:: ТЕКСТ ::
Завтра, 5 мая, журналистская братия, несмотря ни на какие изменения в календаре, будет негласно отмечать свой бывший профессиональный праздник, который значился в календаре до 1991 года как День советской печати.
Изменилось время, вместе со временем менялась и журналистика. Но все еще «жив курилка». И на широких просторах Вселенной идут, едут, плывут, воюют, поднимаются в небо те, кто «ради нескольких строчек в газете» готов поступиться личным благополучием, здоровьем. И даже жизнью. Но, даже расставшись с ней, журналист сумеет написать репортаж с собственных похорон.
В профессию я пришла из «вольных каменщиков» (не путать с franc-macon) третьего разряда. Владела мастерком, пока в руки не взяла перо. Кирпич к кирпичу класть было легче и проще, чем складывать кирпичики слов. Но душа рвалась к открытиям мира вокруг, где жили и работали самые разные люди.
45 лет в профессии. Семь редакторов. Пять газет. И одно на все эти годы ощущение счастья и причастности к временам.
Орловщина. 1972 год. Покровский район, деревня Васютино, где воевал мой родной дядя и где он получил свою первую медаль «За отвагу». В это Васютино я и отправилась в свое первую пешую командировку, чтобы прикоснуться к творчеству Дмитрия Блынского, замечательного русского поэта.
Пойдём в мой край, в поля, в луга Орловщины,
Нигде я лучше края не встречал.
Я тут на «ты» с любым ручьём и рощею,
Тут для меня начало всех начал.
«Вешние воды» стихов оказались у меня под ногами, когда я преодолевала васютинский ландшафт. Соскользнув и свалившись в вешние воды широкого ручья, я поняла, что на орловщине март — не лучшее время для «купания». Сняв чулки и верхнюю одежду, я села на пригорок, чтобы обсохнуть. Удалось плохо, и в таком мокром виде я пришла в старенькую хату деревни, где жила старушка, потерявшая счет своим годам, но помнившая семью Димы Блынского. Узнав, что я ищу следы поэта, она заставила меня лезть на «потолок» (чердак), где хранились потрепанные листки со стихами поэта. После этой первой командировки я познала известность, которую обеспечили мне работники орловской областной библиотеки, куда я доставила бесценным грузом подлинники стихов поэта.
Кубань. 1979 год. Село Успенское. Каждое утро я, заведующая отделом сельского хозяйства районки, весело командовала: «Лександрыч! (водитель редакционного УАЗика) На зеленя-я!»
Какое ж наслаждение было выезжать в поля, прочесывать все фермы и полевые станы и вернуться в родные стены, где неизменно коллеги вопили: «Карташова, иди отсюда, не превращай редакцию в свинарный дух». Но мои агрозабубенные работы читатель любил. Как любила своего читателя и коллег я.

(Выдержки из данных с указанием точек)
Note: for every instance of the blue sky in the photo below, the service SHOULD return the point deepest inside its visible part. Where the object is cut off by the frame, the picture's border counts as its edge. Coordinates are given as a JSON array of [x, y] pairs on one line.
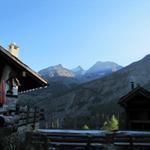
[[76, 32]]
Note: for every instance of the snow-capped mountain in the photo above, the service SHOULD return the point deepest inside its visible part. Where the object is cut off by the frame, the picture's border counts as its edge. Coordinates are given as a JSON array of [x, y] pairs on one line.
[[78, 71], [55, 71], [100, 69]]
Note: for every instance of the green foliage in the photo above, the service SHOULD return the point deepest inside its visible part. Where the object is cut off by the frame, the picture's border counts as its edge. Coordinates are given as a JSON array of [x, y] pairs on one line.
[[85, 127], [111, 125]]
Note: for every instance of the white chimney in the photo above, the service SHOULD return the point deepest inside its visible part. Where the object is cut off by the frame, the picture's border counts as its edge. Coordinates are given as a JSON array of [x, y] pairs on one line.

:: ЗАДАНИЯ ::
(a) Переведите на английский язык предложение из воспоминаний о журналистской профессии: «Кирпич к кирпичу класть было легче и проще, чем складывать кирпичики слов.»
(b) Как, согласно воспоминаниям о журналистской профессии, назывался праздник 5 мая, значившийся в календаре до 1991 года?
(c) Продолжите воспоминания о журналистской профессии с того места, где они обрываются.

:: ОТВЕТЫ ::
(a) Laying brick upon brick was easier and simpler than putting together the little bricks of words.

(b) День советской печати.

(c)
Это была уникальная редакция, в которой наши дети (они все были почти одногодки) спали на стульях, пока в типографии печатался очередной тираж. Этот свежий номер непременно первыми читали мы сами.
Прошли годы, и все мы из той газеты разъехались, но не потерялись. Юрка Прыгов, который возил нас на том УАЗике в горы, стал писателем. Многие годы прожил и проработал в СМИ Чукотки. Вовка Резник — поэт, сочинявший на нас эпиграммы. Я сохранила его лиричные строчки: «Внешне мы с тобой совсем не пара. Но об этом нет нужды в хмелю. Женщина сидит у самовара. Женщина, которую люблю». Он писал про свои родные кубанские края так: «Этим летом меня вдруг опять потянуло к Абину». И мы, читая это начало очерка, восклицали: «Бу-унин!». Людмила Ануфриева и Елена Быстрова сегодня — владельцы собственных рекламных изданий. Владимир и Галина Истомины… О них речь особая.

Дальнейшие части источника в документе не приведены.